--- Apply what you read ---
a. List the matters on which, according to the text on the Yanomami controversy, the panel at the Cornell University conference took the offensive.
b. Translate into French this sentence from the text on the Yanomami controversy: "The current set of rules governing professional conduct for the American Anthropological Association (AAA) has been in place in one version or another since 1972."
c. Decide whether each statement agrees with the text on the Yanomami controversy. Answer yes or no, quoting the words of the text that decide it.
(i) The AAA's rules governing professional conduct have been in place since 1968.
(ii) The "Tragedy in the Amazon" conference took place at Cornell University.
(iii) Many AAA members have supported Neel and Chagnon.

--- Document text ---
━━━

Anthropology is the science of human beings, their physical characteristics, origins, environment and cultures. It is governed by standards of conduct and research methods to which the vast majority of its practitioners have dedicated themselves.
The Yanomami of Venezuela and Brazil, as well as many responsible researchers in the field of anthropology, continue to allege that Napoleon Chagnon and the late James Neel violated these tenets, Yanomami rights and even basic moral standards during research on Yanomami during the Amazon measles epidemic of 1968. Hundreds of Yanomami perished from the measles.
The current set of rules governing professional conduct for the American Anthropological Association (AAA) has been in place in one version or another since 1972. The objections are centered on the contention that Neel and Chagnon did not acquire “informed consent” from the Yanomami on using their blood and tissue samples for anything other than medical treatment. The alleged use of the samples by Chagnon and Neel for something other than Yanomami healthcare is already one failure of these standards, but detractors of the researchers are outraged to hear the Yanomami position that the tribesmen were lied to and manipulated with trade goods.
During the recent “Tragedy in the Amazon” conference at Cornell University, a panel of anthropologists and journalists took the offensive on the controversy over Chagnon and Neel’s collection of Yanomami samples, the alleged violation of academic standards associated with the collection, the pair’s potential role in the epidemic and the failure of the AAA task force on the issue to censure them. Many AAA members have even come out in support of Neel and Chagnon, but have failed to take into consideration Yanomami viewpoints.

━━━

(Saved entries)
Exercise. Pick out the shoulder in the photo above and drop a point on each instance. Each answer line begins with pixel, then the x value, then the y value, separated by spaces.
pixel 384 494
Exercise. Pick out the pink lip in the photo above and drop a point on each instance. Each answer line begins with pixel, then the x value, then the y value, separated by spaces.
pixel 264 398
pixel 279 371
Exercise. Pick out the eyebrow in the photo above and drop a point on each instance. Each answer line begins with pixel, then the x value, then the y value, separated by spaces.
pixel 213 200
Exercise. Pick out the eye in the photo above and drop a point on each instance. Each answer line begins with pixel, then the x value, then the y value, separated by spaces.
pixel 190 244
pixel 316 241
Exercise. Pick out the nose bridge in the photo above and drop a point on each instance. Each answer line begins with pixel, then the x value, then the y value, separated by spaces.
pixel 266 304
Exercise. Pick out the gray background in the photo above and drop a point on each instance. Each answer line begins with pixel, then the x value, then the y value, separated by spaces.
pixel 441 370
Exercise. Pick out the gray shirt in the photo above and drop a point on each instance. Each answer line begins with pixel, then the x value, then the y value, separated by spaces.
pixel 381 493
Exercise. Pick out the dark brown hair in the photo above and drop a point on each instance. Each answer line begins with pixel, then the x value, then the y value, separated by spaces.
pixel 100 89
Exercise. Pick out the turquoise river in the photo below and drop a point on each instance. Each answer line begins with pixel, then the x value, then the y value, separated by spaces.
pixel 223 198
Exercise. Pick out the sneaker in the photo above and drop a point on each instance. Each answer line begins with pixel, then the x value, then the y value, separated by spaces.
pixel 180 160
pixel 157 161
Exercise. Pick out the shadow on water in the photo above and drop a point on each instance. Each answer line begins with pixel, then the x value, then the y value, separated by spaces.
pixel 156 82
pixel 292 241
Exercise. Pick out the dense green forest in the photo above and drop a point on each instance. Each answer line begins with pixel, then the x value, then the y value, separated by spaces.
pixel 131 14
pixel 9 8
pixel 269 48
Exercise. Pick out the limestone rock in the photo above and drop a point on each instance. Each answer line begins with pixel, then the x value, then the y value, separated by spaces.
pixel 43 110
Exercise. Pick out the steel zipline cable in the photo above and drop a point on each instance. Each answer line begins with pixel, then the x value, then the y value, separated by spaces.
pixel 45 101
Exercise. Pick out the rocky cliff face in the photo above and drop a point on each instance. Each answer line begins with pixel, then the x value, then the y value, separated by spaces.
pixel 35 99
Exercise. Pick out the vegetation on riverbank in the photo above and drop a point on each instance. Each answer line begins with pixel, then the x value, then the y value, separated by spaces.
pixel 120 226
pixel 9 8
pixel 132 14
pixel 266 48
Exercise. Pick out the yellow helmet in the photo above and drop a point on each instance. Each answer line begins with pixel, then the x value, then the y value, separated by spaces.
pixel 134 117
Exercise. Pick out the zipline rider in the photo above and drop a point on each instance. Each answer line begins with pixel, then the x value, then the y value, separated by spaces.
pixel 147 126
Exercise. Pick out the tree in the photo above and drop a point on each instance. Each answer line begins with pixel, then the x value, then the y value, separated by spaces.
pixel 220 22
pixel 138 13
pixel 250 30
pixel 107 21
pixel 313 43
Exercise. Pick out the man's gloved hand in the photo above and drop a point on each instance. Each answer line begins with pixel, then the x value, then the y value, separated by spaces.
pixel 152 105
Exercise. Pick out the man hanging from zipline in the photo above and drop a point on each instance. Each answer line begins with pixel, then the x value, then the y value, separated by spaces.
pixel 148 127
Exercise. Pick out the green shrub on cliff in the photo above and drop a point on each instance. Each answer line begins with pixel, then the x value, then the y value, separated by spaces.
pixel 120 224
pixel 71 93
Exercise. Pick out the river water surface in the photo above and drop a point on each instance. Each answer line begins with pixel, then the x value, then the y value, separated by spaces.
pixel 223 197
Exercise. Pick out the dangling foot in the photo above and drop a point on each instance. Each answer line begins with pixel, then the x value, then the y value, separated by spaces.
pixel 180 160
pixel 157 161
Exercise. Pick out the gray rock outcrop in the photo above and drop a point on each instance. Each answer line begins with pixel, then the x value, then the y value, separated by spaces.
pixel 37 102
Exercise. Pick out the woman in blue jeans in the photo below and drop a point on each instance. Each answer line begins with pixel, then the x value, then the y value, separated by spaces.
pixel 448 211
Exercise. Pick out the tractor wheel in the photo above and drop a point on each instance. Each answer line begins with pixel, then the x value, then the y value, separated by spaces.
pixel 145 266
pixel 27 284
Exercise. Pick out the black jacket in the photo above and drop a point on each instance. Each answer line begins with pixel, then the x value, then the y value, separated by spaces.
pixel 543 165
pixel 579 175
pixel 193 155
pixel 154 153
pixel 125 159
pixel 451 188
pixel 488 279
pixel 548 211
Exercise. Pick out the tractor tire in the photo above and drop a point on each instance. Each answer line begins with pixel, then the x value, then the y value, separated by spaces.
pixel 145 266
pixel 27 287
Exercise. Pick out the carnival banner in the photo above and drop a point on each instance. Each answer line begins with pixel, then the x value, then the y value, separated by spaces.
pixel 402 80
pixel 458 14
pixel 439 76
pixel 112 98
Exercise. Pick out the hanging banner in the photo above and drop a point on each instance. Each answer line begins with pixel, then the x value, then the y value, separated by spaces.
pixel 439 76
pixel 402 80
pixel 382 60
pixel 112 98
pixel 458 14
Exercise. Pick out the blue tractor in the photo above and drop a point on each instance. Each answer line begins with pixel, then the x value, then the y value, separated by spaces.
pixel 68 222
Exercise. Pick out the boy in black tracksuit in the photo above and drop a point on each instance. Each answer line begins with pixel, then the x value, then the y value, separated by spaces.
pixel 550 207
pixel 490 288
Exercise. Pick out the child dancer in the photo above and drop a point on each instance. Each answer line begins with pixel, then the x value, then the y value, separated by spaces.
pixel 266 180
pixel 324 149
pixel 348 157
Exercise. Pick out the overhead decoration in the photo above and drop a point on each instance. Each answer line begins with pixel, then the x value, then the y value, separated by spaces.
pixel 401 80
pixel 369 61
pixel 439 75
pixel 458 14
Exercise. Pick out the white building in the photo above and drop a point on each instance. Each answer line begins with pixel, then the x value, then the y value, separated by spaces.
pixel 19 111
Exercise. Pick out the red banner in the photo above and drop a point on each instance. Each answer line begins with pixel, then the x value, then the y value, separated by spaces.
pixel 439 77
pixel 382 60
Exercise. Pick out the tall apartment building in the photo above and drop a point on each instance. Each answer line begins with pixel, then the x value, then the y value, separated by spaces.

━━━

--- Answers to each task ---
a.
- The controversy over Chagnon and Neel's collection of Yanomami samples
- The alleged violation of academic standards associated with the collection
- The pair's potential role in the epidemic
- The failure of the AAA task force on the issue to censure them

b. L'ensemble actuel des règles régissant la conduite professionnelle de l'American Anthropological Association (AAA) est en vigueur, sous une forme ou une autre, depuis 1972.

c.
(i) No: "has been in place in one version or another since 1972"
(ii) Yes: "the recent “Tragedy in the Amazon” conference at Cornell University"
(iii) Yes: "Many AAA members have even come out in support of Neel and Chagnon"